**Problem to work on**
Find every line in the data that contains the word "sign" and copy each of those lines.

(Object position labeling entries)
<<<<

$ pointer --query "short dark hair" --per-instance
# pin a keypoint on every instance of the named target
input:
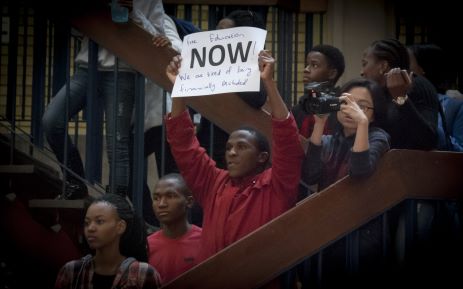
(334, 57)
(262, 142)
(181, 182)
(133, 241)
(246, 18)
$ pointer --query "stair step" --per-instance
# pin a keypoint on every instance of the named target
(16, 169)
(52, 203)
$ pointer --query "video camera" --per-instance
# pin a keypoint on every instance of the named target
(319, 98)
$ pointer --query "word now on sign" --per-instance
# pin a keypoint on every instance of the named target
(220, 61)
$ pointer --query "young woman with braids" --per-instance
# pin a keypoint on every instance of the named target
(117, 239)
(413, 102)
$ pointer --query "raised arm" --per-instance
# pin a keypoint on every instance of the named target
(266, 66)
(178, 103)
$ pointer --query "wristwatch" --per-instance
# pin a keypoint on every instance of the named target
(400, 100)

>>>>
<<<<

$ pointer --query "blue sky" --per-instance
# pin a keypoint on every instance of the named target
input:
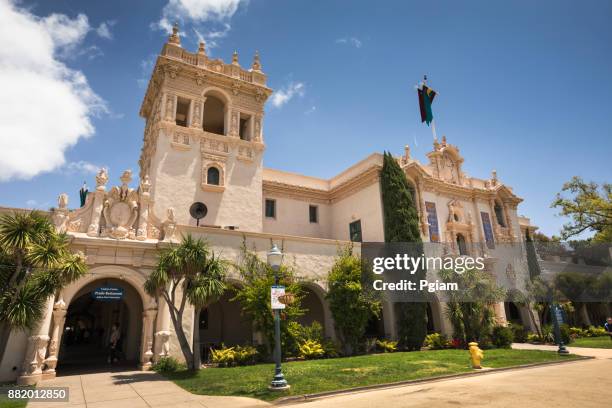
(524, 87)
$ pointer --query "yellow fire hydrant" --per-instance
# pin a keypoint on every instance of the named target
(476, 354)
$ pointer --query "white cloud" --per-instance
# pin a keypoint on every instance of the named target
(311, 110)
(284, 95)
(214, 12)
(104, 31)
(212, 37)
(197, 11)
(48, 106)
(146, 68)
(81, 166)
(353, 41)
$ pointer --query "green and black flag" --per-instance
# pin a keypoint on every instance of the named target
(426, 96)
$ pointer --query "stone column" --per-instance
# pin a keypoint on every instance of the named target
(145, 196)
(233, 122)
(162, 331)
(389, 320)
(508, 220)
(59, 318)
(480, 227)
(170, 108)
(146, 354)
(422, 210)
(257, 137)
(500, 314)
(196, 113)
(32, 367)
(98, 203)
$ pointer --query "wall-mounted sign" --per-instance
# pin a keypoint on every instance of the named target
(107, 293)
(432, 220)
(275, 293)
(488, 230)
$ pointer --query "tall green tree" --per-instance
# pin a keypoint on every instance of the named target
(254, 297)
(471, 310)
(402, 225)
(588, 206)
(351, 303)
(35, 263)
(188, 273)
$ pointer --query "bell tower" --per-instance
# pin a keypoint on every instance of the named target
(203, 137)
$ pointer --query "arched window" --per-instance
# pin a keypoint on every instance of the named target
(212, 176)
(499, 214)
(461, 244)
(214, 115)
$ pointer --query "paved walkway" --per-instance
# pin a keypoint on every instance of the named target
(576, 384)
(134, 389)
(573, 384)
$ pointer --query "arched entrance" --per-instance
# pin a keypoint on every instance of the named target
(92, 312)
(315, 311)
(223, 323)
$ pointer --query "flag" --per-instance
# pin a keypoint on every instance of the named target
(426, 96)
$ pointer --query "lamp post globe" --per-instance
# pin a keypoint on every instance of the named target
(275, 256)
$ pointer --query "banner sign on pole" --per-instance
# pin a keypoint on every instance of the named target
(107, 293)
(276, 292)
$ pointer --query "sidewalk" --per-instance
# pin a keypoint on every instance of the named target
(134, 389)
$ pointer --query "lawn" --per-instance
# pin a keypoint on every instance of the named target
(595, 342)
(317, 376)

>>>>
<<<<

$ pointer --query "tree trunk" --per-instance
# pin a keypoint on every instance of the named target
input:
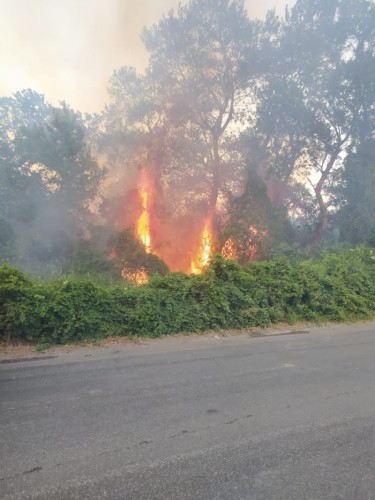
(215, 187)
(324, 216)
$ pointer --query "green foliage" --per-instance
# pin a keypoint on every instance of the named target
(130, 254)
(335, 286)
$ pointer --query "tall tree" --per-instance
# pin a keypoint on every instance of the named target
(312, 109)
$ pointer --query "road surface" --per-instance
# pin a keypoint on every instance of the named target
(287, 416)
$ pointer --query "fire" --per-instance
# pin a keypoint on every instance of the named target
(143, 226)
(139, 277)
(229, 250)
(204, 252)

>>>>

**In response**
$ pointer --query "word now on sign" --per-instance
$ pointer --query "wall-mounted sign" --per-instance
$ pointer --query "banner sign on pole" --per-instance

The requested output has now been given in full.